> What to produce: In the records that follow, the lines from the one containing "horse's hoof, which" to the one containing "the collar, which", inclusive, are to be given again exactly.

START Records for processing

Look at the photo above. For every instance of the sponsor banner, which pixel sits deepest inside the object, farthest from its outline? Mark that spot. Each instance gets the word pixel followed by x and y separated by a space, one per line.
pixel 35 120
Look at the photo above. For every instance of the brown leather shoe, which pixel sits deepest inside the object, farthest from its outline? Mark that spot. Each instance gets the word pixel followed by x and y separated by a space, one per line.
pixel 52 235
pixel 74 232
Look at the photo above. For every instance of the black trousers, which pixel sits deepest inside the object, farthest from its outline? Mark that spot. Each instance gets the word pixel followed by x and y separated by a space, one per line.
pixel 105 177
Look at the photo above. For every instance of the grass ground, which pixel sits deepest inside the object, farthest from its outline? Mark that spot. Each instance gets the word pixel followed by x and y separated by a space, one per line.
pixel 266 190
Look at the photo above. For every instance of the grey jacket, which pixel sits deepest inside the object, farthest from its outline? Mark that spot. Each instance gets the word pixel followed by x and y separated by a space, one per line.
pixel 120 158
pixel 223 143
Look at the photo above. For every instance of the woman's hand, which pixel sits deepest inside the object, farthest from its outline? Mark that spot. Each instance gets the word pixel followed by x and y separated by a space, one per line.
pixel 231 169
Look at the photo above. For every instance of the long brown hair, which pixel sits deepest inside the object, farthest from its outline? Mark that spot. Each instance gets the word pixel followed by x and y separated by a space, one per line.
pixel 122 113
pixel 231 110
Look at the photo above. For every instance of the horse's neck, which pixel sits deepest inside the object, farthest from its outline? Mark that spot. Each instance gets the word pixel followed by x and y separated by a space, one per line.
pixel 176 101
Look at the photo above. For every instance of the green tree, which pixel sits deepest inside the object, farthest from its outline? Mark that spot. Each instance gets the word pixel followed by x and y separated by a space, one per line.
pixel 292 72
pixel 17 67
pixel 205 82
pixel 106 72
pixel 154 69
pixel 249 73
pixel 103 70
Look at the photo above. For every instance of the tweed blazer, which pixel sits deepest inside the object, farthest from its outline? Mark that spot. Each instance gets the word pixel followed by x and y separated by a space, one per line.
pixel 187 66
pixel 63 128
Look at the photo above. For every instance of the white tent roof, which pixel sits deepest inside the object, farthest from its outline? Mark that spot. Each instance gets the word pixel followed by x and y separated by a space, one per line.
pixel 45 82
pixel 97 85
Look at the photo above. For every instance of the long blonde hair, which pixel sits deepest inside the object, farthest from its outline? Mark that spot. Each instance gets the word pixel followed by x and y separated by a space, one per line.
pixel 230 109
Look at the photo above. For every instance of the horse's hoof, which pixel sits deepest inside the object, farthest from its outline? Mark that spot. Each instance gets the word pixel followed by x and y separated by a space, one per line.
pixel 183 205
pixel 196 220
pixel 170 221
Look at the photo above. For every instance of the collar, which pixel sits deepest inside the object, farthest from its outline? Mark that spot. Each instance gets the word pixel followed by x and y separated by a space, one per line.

END Records for processing
START Records for processing

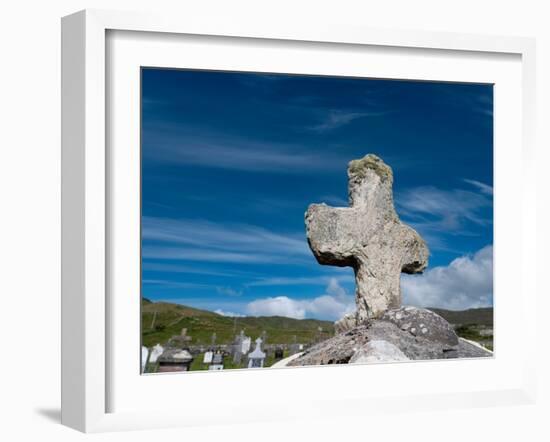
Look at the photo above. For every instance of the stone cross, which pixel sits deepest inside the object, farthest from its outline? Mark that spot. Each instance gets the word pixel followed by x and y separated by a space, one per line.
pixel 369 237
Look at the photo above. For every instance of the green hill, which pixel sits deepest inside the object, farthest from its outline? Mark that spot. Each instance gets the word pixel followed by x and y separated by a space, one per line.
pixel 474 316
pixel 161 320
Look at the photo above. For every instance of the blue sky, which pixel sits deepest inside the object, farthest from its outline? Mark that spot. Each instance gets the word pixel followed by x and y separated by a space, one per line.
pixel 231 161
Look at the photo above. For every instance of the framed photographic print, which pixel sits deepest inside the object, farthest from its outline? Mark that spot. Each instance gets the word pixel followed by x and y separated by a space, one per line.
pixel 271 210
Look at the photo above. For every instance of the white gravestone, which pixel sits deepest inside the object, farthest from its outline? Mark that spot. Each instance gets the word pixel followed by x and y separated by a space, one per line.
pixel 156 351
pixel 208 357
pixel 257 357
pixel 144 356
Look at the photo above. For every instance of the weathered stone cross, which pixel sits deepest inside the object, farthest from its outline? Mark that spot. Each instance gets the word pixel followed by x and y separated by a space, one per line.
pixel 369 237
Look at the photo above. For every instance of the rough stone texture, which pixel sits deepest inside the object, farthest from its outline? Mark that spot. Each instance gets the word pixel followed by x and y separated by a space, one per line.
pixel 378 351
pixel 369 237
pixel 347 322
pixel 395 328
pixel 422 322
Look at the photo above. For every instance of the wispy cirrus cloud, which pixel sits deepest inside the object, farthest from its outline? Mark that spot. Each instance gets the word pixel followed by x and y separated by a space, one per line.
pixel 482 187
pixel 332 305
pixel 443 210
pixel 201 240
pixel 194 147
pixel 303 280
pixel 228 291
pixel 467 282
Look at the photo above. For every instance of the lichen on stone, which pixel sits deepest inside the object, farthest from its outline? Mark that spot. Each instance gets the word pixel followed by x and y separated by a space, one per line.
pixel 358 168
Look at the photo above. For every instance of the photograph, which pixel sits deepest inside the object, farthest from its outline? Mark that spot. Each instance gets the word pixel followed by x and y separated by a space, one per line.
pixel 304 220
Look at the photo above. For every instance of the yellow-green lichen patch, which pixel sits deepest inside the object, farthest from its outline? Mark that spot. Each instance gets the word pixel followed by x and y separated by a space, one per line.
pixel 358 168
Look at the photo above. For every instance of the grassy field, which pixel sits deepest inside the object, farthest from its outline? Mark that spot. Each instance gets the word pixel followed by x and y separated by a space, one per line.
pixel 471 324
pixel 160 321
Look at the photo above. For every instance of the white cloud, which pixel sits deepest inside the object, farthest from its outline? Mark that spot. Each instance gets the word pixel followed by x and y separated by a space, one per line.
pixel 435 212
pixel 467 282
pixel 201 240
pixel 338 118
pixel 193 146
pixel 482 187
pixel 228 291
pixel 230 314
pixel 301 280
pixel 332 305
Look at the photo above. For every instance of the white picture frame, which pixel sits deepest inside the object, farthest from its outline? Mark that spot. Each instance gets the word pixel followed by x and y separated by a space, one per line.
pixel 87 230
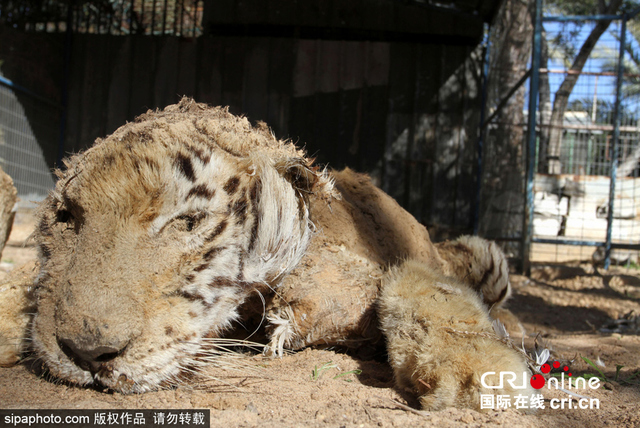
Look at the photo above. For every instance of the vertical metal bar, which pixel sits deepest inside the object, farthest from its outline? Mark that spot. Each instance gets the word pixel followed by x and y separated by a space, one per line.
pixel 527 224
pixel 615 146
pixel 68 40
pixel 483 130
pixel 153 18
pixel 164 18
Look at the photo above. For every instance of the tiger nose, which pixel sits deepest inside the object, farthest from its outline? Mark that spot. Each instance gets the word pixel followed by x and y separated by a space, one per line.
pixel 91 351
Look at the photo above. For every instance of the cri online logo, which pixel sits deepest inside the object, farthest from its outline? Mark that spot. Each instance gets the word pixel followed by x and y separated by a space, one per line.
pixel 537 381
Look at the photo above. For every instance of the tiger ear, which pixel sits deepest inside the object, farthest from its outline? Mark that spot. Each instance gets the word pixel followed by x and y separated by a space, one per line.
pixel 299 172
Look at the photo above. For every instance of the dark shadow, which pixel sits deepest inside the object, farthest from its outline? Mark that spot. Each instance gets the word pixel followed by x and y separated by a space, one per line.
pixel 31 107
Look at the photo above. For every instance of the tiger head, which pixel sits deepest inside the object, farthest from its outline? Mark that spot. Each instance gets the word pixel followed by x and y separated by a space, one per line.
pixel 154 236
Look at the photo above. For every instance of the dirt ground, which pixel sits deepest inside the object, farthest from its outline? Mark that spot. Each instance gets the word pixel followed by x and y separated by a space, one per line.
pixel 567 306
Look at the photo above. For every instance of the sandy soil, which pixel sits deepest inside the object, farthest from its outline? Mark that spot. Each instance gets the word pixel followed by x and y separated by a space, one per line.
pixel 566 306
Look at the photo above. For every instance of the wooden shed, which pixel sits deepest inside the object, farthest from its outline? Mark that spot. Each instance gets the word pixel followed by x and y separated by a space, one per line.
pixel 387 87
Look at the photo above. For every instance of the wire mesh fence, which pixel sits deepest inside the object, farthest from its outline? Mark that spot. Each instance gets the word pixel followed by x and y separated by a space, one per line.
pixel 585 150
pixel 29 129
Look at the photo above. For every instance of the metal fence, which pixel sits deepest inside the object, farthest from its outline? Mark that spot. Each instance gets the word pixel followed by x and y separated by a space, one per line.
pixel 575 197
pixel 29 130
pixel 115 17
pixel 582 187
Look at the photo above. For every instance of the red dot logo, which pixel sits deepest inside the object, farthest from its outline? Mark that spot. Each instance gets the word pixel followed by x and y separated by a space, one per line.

END Records for processing
START Records for processing

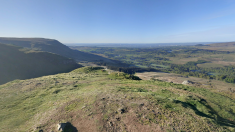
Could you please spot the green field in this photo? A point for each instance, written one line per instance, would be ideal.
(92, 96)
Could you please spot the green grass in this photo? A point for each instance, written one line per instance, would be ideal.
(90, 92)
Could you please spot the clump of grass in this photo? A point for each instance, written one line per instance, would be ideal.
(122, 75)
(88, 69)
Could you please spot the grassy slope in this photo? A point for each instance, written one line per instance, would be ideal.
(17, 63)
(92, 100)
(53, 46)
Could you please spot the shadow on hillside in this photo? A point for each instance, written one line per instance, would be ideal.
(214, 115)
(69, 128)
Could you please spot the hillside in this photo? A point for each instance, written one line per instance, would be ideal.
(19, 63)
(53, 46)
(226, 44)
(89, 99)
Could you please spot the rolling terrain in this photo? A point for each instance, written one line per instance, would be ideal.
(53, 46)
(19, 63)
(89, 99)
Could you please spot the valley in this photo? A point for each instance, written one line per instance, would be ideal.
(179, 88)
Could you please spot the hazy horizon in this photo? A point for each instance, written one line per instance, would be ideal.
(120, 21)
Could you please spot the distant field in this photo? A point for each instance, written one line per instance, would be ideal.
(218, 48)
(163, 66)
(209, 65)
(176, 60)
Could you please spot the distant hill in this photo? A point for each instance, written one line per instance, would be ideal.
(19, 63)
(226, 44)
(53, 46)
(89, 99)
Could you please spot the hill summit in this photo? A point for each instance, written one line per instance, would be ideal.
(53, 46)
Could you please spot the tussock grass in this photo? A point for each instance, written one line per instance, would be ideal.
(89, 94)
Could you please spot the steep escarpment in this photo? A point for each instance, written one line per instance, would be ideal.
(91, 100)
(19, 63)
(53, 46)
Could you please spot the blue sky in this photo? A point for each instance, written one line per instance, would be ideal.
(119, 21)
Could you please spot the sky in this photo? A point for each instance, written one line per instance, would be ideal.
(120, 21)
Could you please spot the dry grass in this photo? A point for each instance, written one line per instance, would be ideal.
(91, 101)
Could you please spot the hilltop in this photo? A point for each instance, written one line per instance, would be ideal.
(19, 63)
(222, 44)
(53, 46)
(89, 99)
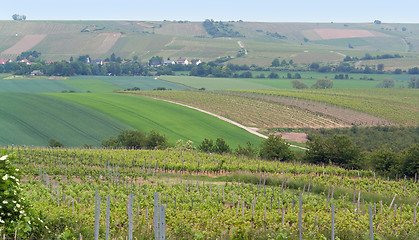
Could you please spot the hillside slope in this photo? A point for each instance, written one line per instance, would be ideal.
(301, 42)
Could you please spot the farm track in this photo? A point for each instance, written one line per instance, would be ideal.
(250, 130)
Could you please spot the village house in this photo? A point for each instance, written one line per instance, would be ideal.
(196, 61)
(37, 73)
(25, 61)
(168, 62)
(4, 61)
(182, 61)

END Records for processing

> Response to this task:
Look at the photo above. For every instance of the horse's hoof, which pixel sits deepest inside the object, farthest from its outline? Mark that spot. Each instance gets the word pixel followed by x and y separated by a space, one per line.
pixel 183 205
pixel 196 220
pixel 170 221
Look at the photo above. For every instance of the collar, which pixel sits deepest inside the object, farthest from its outline? Mark that spot. Each instance gets the word pixel followed by x and y separated by a space, one per line.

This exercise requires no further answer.